> [Exercise objective] Rewrite the lines below so that every "marker" becomes "dot", leaving everything else unchanged.

───── Provided data ─────

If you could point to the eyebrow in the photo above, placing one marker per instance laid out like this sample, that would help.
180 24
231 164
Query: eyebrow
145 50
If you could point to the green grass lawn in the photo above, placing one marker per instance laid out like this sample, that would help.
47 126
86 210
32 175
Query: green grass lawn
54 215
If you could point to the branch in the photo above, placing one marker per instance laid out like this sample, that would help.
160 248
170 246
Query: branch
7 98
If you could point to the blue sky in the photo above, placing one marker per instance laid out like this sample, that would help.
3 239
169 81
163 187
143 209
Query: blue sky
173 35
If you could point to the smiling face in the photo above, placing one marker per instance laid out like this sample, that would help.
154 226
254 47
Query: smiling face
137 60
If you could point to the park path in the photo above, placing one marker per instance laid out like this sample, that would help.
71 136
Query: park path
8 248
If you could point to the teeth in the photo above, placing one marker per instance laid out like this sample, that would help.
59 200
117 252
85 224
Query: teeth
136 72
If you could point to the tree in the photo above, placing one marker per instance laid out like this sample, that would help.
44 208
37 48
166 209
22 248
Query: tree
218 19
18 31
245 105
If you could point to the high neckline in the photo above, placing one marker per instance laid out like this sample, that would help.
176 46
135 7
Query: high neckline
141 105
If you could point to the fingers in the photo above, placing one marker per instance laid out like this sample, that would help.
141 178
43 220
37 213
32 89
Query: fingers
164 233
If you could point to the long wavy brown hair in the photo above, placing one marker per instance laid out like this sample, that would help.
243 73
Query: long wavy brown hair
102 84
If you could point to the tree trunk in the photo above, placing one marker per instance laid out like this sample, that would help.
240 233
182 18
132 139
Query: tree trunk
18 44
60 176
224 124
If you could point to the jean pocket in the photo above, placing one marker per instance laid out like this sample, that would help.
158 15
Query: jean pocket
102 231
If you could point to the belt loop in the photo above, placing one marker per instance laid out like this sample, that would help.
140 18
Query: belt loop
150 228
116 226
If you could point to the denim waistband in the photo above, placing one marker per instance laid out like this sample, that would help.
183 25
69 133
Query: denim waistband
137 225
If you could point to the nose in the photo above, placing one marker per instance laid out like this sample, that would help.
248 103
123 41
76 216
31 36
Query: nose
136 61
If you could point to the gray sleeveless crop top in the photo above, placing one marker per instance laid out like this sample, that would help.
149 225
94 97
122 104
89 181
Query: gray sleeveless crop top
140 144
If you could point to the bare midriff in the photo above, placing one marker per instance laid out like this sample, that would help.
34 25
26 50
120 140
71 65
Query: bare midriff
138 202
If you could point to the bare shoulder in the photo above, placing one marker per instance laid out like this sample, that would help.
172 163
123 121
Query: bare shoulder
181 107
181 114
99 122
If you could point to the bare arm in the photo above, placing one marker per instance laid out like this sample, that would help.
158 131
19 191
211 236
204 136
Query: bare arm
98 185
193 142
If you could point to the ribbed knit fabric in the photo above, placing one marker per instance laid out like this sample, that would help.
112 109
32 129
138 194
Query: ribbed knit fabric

─────

> [Result below]
If you could point to the eyebrow in the photo above, placing one dot per instance laid out like this sample, that would help.
180 24
231 164
Query: eyebrow
145 50
If you could point to the green grass lawn in the photo above, placing one dot per instance laid out like this sample, that would help.
47 126
86 210
32 175
Query: green grass lawn
54 215
If you could point to the branch in the photo above, placing one dot per instance laid out like this sample, that would help.
160 248
170 246
Query: branch
7 98
If you could point to the blue sky in the photo above, placing one dot per instance laid out like this sample, that would help.
3 239
169 81
163 187
143 209
Query: blue sky
173 35
If you could point to the smiling face in the photo above, placing one dot per instance laid out like this sample, that would help.
154 226
254 47
Query: smiling face
137 60
If you could point to the park path in the photo above, placing one dot per instance laid out like this sample, that would help.
71 136
Query: park path
8 248
If you could point to the teeth in the photo above, placing one dot per instance laid out like this sample, that would help.
59 200
117 252
85 224
Query: teeth
136 72
If you could point to the tree in the photo above, placing one dot per instance laid out like this sample, that would help.
44 208
37 48
166 209
22 248
Query: tree
218 19
18 31
245 105
If you could point to the high neckline in the photo above, placing one dot per instance laid out like this sample, that would help.
176 46
135 7
Query: high neckline
141 105
If you could point to the fingers in the photo above, placing one dot per instance laid out like this sample, that would help.
141 178
43 220
37 213
32 89
Query: fingers
164 233
If you could point to the long wavy brown hair in the photo above, placing one dot per instance laid out like this sample, that would help.
243 73
Query: long wavy brown hair
102 84
If you could point to the tree trunk in the photo above, placing one dot per instance laid out like this sample, that would help.
240 233
182 18
132 139
Query: tree trunk
18 44
60 176
224 124
If you could point to the jean pocket in the photo above, placing one dot per instance laid out like this sample, that would help.
158 15
Query: jean pocket
102 231
If you could point to the belt loop in the photo above, placing one dot per instance laid out like this sample, that would help.
140 18
Query: belt loop
150 228
116 226
If you could point to the denim waistband in the photo above, placing one dot per instance laid out like this sample, that would help.
183 25
69 133
Query: denim waistband
137 225
If you could point to the nose in the photo above, placing one dot per instance laid out like this sample, that would help.
248 103
123 41
76 216
31 36
Query: nose
136 61
If you could point to the gray sleeveless crop top in the photo above, placing one dot per instance laid out like this sample, that would help.
149 225
94 97
122 104
89 181
Query: gray sleeveless crop top
140 144
If you could point to the bare midriff in the photo above, placing one dot per instance laid out like this sample, that would help.
34 25
26 50
120 140
71 65
Query: bare midriff
138 202
If you could point to the bare shoulder in the photo above, placing one dot per instance laid out like this sample, that would help.
172 163
123 121
Query: bare shoulder
181 107
181 114
99 122
If you could point to the bare arm in the photo above, placing one dot per instance laid out like this sample, that would help.
158 131
19 191
211 236
204 136
Query: bare arm
98 185
193 142
If you could point to the ribbed knit fabric in the photo above, placing one dot per instance laid out like this sample, that would help.
112 109
32 129
138 194
Query: ribbed knit fabric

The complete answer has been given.